---- Provided records

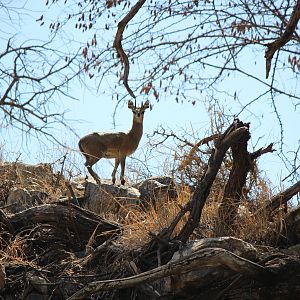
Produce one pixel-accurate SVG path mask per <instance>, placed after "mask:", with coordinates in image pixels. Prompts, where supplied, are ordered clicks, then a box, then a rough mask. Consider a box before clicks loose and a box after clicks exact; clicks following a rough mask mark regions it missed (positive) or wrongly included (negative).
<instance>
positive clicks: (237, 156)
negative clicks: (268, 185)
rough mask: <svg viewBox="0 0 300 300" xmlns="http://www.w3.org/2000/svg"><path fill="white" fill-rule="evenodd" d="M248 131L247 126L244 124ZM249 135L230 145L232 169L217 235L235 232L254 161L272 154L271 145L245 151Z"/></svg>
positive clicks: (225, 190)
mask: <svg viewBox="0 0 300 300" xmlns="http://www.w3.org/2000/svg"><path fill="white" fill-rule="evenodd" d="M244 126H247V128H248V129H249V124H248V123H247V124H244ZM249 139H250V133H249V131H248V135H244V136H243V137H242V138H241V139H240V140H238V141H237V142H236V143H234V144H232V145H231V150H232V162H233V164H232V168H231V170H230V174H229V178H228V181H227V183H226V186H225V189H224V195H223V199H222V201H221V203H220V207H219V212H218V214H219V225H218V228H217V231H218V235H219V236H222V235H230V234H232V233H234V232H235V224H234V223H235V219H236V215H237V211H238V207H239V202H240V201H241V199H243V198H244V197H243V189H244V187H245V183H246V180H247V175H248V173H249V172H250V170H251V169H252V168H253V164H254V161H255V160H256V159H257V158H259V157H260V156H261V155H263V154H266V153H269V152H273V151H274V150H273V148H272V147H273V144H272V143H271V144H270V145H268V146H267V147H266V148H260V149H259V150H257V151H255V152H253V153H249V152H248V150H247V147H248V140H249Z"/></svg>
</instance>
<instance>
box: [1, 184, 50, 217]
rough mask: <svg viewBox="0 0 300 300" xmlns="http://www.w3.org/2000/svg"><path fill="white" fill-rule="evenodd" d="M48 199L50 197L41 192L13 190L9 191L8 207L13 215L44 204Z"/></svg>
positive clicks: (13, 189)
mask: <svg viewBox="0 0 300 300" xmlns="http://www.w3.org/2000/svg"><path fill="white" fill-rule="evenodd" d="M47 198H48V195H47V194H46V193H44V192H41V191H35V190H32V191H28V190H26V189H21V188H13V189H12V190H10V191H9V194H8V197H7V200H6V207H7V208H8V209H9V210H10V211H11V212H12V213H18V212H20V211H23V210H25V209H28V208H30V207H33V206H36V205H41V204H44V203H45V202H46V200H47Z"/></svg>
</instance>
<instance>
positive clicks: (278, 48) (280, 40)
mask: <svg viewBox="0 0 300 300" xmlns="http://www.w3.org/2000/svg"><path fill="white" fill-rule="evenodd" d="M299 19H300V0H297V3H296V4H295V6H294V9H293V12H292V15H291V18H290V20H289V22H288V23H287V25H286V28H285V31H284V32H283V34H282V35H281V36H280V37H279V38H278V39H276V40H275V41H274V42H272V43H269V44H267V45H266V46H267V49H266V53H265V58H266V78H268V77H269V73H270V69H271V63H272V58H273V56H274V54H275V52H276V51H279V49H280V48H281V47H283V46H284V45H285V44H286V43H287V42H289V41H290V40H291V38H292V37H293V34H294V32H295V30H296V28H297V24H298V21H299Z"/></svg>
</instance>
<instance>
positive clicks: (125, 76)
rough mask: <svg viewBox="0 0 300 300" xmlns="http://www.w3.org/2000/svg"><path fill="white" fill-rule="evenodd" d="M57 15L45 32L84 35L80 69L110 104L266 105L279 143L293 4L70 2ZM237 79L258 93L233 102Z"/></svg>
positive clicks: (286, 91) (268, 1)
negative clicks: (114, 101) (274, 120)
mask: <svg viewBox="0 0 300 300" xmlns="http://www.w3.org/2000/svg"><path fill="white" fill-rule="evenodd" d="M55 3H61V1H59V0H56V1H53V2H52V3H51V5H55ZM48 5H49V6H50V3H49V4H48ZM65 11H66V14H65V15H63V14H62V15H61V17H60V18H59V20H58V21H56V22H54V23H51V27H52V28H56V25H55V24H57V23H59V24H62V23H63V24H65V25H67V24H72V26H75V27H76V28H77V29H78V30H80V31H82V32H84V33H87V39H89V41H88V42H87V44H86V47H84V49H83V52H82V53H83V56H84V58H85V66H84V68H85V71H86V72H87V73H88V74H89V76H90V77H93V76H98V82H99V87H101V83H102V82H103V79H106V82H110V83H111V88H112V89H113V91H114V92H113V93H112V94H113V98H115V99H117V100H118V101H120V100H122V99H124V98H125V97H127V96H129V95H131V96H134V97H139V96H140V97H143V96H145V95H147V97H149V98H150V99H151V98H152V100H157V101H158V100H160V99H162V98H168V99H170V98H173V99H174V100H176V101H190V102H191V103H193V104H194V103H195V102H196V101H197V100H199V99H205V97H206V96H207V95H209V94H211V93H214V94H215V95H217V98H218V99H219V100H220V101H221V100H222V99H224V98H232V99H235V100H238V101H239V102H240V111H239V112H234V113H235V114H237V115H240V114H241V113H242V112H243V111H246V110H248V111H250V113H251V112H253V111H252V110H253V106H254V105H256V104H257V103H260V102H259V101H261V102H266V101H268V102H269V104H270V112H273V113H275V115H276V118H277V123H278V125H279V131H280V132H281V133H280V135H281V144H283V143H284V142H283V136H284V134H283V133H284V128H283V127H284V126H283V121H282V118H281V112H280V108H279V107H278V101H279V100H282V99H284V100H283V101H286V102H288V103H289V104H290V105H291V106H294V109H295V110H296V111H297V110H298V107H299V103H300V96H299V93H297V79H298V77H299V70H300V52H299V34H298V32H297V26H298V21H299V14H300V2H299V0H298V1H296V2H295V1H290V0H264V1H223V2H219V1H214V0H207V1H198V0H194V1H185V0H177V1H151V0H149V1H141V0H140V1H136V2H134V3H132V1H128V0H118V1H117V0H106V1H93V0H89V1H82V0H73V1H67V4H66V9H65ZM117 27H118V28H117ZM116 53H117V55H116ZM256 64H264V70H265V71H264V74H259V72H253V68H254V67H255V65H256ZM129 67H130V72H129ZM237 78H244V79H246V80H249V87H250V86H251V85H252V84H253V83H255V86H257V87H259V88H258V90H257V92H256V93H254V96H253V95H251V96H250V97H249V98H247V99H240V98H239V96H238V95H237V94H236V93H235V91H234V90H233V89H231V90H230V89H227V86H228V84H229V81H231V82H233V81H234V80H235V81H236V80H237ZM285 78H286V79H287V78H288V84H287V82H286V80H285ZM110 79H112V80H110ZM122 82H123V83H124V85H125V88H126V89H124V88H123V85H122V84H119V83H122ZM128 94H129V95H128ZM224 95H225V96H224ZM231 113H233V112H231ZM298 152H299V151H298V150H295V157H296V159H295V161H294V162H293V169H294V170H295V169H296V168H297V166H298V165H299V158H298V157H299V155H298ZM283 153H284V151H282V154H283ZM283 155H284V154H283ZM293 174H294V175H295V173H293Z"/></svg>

--------

Work request
Select every line above that contains the word "positive".

Exercise answer
Produce one pixel-accurate SVG path mask per <instance>, placed after "mask:", with coordinates in image pixels. Prompts, where supplied, are ordered clicks, then a box, then a rough mask. Consider a box before clicks loose and a box after clicks exact; clicks following a rough mask mark regions it missed (positive) or wrongly included (negative).
positive clicks: (237, 156)
positive clicks: (225, 190)
positive clicks: (13, 189)
positive clicks: (278, 48) (280, 40)
positive clicks: (125, 76)
positive clicks: (286, 91) (268, 1)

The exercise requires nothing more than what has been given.